Copy out exactly the lines from the one containing "the white ceramic" to the last line of the records below, both included, and leave out any pictures.

(Excerpt from a dataset)
>> Start
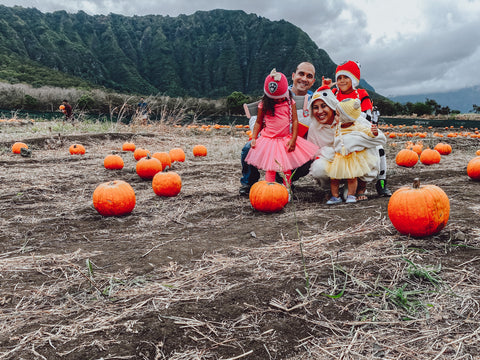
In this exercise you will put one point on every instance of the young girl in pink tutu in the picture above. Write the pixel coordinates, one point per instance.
(278, 149)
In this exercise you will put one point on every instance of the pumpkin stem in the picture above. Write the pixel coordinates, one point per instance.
(416, 183)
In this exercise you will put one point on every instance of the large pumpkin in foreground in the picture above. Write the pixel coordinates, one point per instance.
(268, 196)
(17, 147)
(421, 210)
(114, 198)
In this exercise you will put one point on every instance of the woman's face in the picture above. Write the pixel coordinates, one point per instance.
(344, 83)
(322, 112)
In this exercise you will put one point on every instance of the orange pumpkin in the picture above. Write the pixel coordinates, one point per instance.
(167, 184)
(177, 154)
(114, 198)
(16, 148)
(443, 149)
(199, 150)
(430, 156)
(113, 162)
(164, 159)
(406, 157)
(268, 196)
(417, 148)
(148, 166)
(419, 210)
(473, 168)
(77, 149)
(128, 146)
(140, 153)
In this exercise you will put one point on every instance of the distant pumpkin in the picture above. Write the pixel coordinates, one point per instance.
(443, 149)
(473, 168)
(16, 148)
(140, 153)
(147, 167)
(430, 157)
(127, 146)
(177, 154)
(167, 184)
(77, 149)
(406, 158)
(113, 162)
(114, 198)
(199, 150)
(164, 158)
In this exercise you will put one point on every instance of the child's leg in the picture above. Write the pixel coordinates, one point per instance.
(334, 185)
(352, 186)
(382, 174)
(270, 175)
(288, 176)
(361, 186)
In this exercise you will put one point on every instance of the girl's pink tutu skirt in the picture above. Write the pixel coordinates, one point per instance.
(271, 154)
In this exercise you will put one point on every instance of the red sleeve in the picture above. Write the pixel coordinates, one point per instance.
(365, 100)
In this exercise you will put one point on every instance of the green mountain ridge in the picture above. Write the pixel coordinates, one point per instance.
(208, 54)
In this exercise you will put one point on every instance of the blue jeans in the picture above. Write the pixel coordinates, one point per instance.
(250, 173)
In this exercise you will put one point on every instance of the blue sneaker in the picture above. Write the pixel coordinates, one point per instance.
(334, 200)
(351, 199)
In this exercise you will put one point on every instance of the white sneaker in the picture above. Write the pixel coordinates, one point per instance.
(351, 199)
(334, 200)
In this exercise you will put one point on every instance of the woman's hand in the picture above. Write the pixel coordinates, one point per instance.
(291, 145)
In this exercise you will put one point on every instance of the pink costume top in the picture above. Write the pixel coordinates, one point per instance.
(270, 152)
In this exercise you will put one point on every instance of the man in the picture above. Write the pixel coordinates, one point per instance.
(302, 80)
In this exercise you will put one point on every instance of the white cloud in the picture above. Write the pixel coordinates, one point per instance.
(404, 46)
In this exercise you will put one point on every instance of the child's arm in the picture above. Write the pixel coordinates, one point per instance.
(257, 127)
(291, 144)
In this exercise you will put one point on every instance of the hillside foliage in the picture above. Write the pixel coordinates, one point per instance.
(208, 54)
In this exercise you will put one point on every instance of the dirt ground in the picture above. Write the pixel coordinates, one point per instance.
(204, 276)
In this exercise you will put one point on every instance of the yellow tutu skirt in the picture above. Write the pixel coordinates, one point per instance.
(355, 164)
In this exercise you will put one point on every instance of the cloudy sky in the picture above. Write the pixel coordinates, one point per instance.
(405, 47)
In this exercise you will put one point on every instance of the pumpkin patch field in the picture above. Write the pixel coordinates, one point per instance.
(193, 271)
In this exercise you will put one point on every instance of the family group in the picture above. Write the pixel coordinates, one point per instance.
(342, 144)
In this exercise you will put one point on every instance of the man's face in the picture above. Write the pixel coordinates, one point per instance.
(322, 112)
(344, 83)
(303, 79)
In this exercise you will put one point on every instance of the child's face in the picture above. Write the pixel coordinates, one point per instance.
(344, 83)
(322, 112)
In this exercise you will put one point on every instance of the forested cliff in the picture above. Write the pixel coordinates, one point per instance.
(207, 54)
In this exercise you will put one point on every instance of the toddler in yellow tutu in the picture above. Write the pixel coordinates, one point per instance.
(354, 150)
(278, 149)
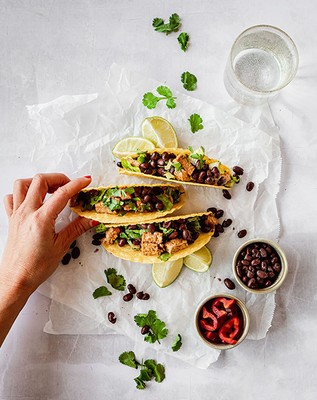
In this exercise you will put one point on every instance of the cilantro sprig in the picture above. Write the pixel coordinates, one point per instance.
(183, 40)
(189, 81)
(177, 343)
(114, 279)
(157, 327)
(150, 100)
(196, 123)
(148, 370)
(173, 25)
(101, 291)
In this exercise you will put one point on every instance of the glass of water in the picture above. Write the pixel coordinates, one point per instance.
(263, 60)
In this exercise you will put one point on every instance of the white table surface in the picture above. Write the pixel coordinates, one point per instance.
(50, 48)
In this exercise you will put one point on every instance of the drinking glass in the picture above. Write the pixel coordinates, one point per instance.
(262, 61)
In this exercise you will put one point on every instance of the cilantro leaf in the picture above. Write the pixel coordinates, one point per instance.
(150, 100)
(128, 358)
(164, 91)
(177, 343)
(195, 121)
(158, 370)
(126, 165)
(139, 383)
(115, 280)
(165, 256)
(189, 81)
(101, 291)
(173, 25)
(183, 40)
(158, 328)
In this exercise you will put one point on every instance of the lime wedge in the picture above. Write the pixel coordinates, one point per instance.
(160, 132)
(165, 273)
(199, 261)
(131, 145)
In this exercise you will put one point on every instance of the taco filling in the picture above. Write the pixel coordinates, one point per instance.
(161, 239)
(135, 199)
(187, 166)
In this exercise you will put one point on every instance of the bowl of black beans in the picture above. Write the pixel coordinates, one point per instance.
(260, 266)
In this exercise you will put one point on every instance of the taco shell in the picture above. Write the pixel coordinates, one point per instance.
(128, 253)
(176, 151)
(130, 217)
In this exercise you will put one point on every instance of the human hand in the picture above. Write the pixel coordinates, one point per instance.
(33, 248)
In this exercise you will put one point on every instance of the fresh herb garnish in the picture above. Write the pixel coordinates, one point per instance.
(173, 25)
(150, 100)
(126, 165)
(189, 81)
(196, 122)
(183, 40)
(177, 343)
(115, 280)
(101, 291)
(157, 327)
(148, 370)
(165, 256)
(128, 358)
(199, 154)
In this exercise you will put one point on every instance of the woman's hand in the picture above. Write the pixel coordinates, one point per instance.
(33, 248)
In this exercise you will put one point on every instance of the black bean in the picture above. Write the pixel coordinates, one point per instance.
(226, 194)
(75, 252)
(242, 233)
(249, 186)
(238, 170)
(173, 235)
(111, 317)
(155, 156)
(145, 330)
(128, 297)
(122, 242)
(66, 259)
(219, 214)
(230, 285)
(144, 165)
(227, 222)
(131, 288)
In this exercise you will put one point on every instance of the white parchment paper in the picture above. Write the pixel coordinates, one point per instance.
(75, 135)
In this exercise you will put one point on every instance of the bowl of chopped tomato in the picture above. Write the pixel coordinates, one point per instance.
(222, 321)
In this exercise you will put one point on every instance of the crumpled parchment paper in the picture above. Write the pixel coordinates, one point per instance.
(75, 135)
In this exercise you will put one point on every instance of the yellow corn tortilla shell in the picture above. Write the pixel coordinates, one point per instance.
(130, 217)
(176, 151)
(127, 253)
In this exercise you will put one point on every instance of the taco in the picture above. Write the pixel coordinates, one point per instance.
(128, 203)
(159, 240)
(188, 166)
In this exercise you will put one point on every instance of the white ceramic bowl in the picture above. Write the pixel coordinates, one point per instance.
(282, 274)
(246, 322)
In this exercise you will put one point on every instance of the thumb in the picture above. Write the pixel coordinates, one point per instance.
(72, 231)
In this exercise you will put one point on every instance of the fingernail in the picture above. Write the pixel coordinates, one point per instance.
(94, 223)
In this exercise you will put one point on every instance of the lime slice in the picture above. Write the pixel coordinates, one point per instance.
(165, 273)
(131, 145)
(160, 132)
(199, 261)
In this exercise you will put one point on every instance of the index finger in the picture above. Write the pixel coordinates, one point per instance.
(59, 199)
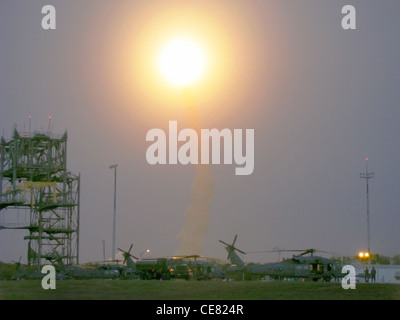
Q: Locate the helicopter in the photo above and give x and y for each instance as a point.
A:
(305, 265)
(203, 269)
(187, 267)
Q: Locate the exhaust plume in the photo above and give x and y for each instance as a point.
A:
(197, 215)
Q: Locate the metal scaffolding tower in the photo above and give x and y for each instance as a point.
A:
(367, 175)
(34, 180)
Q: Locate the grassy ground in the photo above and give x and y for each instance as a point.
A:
(193, 290)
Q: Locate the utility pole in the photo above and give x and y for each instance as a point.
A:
(367, 175)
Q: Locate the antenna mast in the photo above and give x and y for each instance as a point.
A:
(367, 175)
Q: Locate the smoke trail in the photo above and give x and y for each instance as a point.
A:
(197, 214)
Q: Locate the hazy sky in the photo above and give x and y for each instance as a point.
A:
(320, 99)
>> End
• _Finished task_
In this exercise you will put one point on every instance of the white ceramic bowl in the picture above. Write the pixel coordinates, one point per instance.
(282, 274)
(246, 322)
In this exercise you will put one point on every instance of the thumb in the picture above. Write the pixel coordinates, one point per instance.
(72, 231)
In this exercise you will put one point on every instance of the fingernail in the picture above. Write the pixel coordinates, one point per instance.
(94, 223)
In this exercise you will put one point on every instance of the lime slice in the picture above. Write the pixel coordinates, one point per instance.
(165, 273)
(131, 145)
(160, 132)
(199, 261)
In this exercise you will put one point on every instance of the index finger in the picture above. Write the pixel coordinates, one point per instance.
(59, 199)
Q: Locate the helicopter in the photo above and give x and y for each instance as a point.
A:
(305, 265)
(203, 269)
(187, 267)
Q: Locate the exhaust plume in the photo above and give x and y for each instance as a point.
A:
(197, 215)
Q: Locate the metal scaffolding tower in the photo above and give x and y for each instance as a point.
A:
(367, 175)
(34, 180)
Q: Locate the grassy ground in the photo above and give x and y for each instance as a point.
A:
(193, 290)
Q: Locate the utility pole in the photo above and give x and y for each instance as a point.
A:
(367, 175)
Q: Locate the antenna mast in the photo above and give x and y for each instance as a point.
A:
(367, 175)
Q: Locate the smoke trail in the photo above and give x and y for each instance as a point.
A:
(197, 214)
Q: Locate the hazy sky in the photo above and give x and y for each instance as a point.
A:
(320, 99)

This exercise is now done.